Geselecteerde tekst:
Het christensocialisme was in de twintigste eeuw een invloedrijke ideologie die tot in de jaren tachtig veel aantrekkingskracht uitoefende op studenten en theologen. Over één van de voortrekkers van deze beweging, ds. Adriaan Hendrik van der Hoeve (1870-1943), schreef Derk Jansen een biografie in de hoop hiermee nieuwe interesse te wekken voor het oorspronkelijke christensocialisme in een ‘ogenschijnlijk door het kaptialisme gestempelde maatschappij’.
Adriaan van der Hoeve werd geboren in Spanbroek (Noord-Holland) en stamt uit een predikantengeslacht. Pas na het voltooien van zijn onderwijzersopleiding ging hij op 24-jarige leeftijd in Leiden theologie studeren. Net als zijn vader en grootvader behoorde hij tot de vrijzinnige richting in de Hervormde Kerk.
In zijn levensloop zijn drie periodes te onderscheiden: de periode van zijn predikantschap (1899-1918), het dienstverband bij de Nederlandse Protestantenbond (1916-1921) en zijn periode als wethouder en inspecteur van het onderwijs (1921-1935).
Predikant
In 1899 trad Van der Hoeve aan als predikant in de Drentse gemeente Vledder, een vrij grote gemeente die uit ongeveer 1200 leden bestond. Hij bleef er maar enkele jaren. Net als in de volgende gemeenten Onderendam in Grongen en Pietersbierum in Friesland. Tijdens zijn predikantschap in Pietersburen treedt hij toe tot de redactie van het weekblad De Blijde Wereld, het christen-socialistisch weekblad dat als motto had: ‘naast het kruis de rode vaan’. Van der Hoeve werd één van de belangrijkste redacteuren van dit blad waarvoor vele bijdragen over onderwijsvraagstukken schreef. Het politieke engagement van de predikant riep verzet op. Dat bleek ook in de gemeente Kollum waaraan van der Hoeve zes jaar verbonden was alvorens hij de overstap maakte naar Franeker.

Vermelde rijen:
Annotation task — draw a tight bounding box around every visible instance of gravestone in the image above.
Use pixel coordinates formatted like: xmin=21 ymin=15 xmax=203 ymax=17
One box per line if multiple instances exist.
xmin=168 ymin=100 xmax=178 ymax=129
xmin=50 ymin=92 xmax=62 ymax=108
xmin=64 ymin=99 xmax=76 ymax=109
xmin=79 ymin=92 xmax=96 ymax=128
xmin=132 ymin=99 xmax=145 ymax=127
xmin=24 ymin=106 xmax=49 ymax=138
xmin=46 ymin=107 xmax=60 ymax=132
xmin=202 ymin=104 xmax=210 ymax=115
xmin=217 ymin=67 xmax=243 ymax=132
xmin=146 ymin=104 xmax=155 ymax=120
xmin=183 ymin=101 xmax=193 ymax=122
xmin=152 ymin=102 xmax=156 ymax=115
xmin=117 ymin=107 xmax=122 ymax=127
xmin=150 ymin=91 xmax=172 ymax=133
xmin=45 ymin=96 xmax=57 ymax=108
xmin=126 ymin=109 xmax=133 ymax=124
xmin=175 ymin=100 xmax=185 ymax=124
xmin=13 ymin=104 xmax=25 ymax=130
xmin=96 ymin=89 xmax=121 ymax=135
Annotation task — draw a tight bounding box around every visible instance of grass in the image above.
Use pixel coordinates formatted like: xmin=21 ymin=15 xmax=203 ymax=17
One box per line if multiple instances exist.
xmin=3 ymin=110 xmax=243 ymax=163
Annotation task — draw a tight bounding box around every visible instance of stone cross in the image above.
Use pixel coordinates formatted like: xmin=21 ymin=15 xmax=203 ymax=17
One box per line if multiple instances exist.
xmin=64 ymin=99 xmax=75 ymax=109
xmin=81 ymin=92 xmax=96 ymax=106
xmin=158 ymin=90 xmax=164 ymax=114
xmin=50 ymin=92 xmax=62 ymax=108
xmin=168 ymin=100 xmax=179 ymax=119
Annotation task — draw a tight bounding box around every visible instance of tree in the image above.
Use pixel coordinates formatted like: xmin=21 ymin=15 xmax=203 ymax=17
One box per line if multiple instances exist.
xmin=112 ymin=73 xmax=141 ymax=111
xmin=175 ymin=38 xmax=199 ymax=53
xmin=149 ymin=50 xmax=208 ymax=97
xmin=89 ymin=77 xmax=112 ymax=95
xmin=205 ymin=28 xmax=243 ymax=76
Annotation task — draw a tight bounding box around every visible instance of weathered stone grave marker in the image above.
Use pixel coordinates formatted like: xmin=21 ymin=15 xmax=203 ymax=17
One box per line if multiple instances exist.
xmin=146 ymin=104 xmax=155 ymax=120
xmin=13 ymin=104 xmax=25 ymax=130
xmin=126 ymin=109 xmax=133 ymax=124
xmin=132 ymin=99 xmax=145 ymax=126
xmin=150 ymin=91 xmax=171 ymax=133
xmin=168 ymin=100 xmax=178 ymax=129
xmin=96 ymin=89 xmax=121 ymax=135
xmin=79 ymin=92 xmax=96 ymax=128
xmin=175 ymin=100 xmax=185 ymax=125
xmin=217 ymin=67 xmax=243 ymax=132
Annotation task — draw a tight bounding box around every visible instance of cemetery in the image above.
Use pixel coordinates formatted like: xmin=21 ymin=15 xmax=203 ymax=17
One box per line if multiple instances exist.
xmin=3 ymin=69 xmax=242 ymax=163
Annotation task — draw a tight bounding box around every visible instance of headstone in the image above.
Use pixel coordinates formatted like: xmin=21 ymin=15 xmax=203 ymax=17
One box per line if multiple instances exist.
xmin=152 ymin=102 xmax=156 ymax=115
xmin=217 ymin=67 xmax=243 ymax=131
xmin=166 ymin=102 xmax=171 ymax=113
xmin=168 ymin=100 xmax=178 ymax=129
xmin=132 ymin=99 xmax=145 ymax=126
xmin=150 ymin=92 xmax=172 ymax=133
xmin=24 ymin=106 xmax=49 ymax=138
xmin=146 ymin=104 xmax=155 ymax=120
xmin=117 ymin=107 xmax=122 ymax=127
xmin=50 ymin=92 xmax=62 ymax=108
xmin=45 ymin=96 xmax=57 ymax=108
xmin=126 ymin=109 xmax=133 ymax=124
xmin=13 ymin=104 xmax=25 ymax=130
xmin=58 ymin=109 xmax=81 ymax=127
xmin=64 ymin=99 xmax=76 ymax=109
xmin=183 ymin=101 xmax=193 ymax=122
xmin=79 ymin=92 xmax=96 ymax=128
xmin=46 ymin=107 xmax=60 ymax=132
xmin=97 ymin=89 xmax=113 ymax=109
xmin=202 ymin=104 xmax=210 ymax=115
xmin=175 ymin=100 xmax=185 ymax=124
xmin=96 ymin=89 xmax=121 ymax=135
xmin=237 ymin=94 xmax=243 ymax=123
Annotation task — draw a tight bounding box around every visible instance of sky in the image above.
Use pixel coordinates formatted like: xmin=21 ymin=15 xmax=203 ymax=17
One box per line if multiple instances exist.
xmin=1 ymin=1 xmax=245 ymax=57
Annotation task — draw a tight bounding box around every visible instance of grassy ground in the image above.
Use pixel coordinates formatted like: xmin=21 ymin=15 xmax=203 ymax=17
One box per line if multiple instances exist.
---
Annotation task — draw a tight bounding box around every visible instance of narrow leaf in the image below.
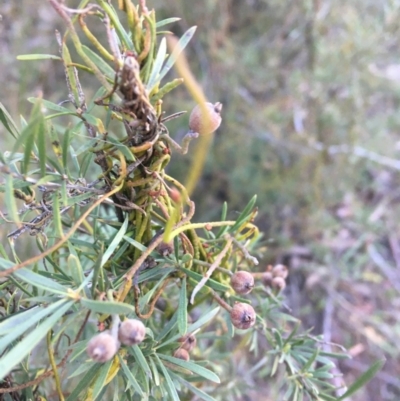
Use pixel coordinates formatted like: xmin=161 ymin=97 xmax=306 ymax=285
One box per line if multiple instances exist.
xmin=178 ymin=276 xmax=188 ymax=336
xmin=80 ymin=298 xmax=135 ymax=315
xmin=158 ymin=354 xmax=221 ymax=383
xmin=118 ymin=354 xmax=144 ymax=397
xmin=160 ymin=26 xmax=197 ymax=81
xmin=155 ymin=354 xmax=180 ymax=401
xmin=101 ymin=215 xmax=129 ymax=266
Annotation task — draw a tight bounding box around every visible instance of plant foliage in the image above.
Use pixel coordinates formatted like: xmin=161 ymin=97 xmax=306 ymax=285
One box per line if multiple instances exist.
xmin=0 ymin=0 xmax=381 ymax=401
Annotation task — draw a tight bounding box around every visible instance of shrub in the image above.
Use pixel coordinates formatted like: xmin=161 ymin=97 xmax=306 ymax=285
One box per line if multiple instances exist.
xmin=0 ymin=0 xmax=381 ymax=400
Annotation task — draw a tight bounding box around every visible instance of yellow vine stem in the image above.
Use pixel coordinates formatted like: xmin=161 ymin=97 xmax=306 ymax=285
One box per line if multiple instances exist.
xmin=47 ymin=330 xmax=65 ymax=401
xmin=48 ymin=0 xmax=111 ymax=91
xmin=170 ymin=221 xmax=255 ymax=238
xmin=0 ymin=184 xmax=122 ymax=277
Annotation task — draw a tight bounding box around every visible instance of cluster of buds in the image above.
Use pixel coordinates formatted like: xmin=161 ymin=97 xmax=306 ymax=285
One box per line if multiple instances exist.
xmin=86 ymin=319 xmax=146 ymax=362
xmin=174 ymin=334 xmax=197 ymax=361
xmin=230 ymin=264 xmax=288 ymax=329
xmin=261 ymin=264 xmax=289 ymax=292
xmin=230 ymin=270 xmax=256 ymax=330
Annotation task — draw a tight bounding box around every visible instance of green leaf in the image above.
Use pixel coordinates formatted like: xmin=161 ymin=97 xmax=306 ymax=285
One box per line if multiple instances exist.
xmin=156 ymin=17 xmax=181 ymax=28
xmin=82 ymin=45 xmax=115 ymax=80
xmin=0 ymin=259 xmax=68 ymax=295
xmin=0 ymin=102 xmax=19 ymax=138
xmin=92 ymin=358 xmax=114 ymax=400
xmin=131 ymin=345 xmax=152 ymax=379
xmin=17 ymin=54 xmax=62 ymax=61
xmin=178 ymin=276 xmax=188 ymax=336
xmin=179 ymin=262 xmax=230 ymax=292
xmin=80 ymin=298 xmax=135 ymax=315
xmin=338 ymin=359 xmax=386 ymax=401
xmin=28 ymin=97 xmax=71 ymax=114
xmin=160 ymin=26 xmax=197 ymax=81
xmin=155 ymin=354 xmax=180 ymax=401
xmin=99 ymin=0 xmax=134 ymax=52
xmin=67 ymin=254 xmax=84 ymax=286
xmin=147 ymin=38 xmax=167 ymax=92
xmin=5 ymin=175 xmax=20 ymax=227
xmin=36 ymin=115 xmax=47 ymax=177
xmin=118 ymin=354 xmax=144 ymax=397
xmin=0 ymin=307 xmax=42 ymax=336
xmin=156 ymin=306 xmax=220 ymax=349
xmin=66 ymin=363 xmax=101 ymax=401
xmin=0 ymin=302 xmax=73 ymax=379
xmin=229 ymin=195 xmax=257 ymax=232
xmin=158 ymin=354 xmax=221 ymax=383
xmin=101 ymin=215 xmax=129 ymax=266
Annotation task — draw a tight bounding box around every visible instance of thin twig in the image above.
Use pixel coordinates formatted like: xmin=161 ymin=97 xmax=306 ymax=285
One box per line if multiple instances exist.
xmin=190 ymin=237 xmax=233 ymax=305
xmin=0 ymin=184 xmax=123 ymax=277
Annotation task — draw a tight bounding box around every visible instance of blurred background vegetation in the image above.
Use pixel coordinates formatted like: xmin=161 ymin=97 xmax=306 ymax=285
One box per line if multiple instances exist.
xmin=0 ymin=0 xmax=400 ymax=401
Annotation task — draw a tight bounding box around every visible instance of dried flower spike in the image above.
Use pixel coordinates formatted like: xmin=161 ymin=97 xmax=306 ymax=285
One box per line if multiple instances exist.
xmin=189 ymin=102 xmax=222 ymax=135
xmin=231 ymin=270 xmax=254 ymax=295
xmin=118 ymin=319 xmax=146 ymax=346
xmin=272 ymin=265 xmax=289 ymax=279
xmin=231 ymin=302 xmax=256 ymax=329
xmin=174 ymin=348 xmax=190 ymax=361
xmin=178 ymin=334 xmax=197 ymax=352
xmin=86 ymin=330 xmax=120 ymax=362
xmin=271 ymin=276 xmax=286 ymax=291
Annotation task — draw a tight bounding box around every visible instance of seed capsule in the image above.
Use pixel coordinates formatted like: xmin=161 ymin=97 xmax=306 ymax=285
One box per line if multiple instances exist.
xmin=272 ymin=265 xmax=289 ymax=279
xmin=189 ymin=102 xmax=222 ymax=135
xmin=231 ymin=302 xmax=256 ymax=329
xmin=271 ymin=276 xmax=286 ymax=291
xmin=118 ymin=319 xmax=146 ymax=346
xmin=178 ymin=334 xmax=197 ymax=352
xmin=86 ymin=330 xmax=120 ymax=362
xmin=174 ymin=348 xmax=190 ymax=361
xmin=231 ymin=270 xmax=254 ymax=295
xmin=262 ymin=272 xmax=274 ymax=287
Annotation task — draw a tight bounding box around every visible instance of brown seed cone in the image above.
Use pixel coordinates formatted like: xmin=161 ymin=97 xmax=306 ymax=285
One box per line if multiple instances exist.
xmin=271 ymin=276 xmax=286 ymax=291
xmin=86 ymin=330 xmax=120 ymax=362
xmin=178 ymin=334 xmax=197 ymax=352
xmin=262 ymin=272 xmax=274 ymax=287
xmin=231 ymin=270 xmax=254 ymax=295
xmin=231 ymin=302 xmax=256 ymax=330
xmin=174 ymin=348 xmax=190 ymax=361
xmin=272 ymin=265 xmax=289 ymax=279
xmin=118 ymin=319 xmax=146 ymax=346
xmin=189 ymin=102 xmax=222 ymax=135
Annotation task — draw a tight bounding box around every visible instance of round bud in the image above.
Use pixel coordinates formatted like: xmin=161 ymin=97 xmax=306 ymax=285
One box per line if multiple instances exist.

Opdrachten:
- a) Noem alle periodes, met jaartallen, die de tekst over Van der Hoeve in zijn levensloop onderscheidt.
- b) Zet de tekst over Van der Hoeve voort na de laatste zin.
Voor de opdrachten zijn de rijen niet nodig.

Antwoorden:
- a) De periode van zijn predikantschap (1899-1918), het dienstverband bij de Nederlandse Protestantenbond (1916-1921) en zijn periode als wethouder en inspecteur van het onderwijs (1921-1935).

- b)
In 1916 wordt Van der Hoeve gevraagd om secretaris te worden van de Nederlandse Protestanten Bond, een taak die hij eerst parttime en vanaf 1918 in volledig dienstverband uitoefent. In deze functie heeft hij de taak de Bond in het hele land te promoten. Dat hij op zijn tochten ook reclame maakt voor de S.D.A.P. wordt hem niet door alle leden van de NPB in dank afgenomen. Voor Van den Hoeve was het wellicht ook moeilijk te scheiden. In 1919 was hij namens de S.D.A.P. lid geworden van Utrechtse gemeenteraad. In 1921 werd hij wethouder van onderwijs. Dat leidde tot een vervroegd afscheid van de NPB.
Taalonderwijs
In 1925 wordt hij benoemd tot inspecteur van het onderwijs. Hij gaat studeren bij prof. Philipp Abraham Kohnstamm met wie hij zich verwant voelt. In deze periode heeft hij zich vooral ingezet voor de verbetering van het taalonderwijs.
In het laatste hoofdstuk doet Jansen een poging de theologische opvattingen van Van der Hoeven in kaart te brengen. Maar zo gemakkelijk blijkt dat niet te zijn. Van der Hoeve stond bekend als theologisch vrijzinnig, Jansen ziet in hem een mysticus en spiritualist die affiniteit heeft met het panentheïsme.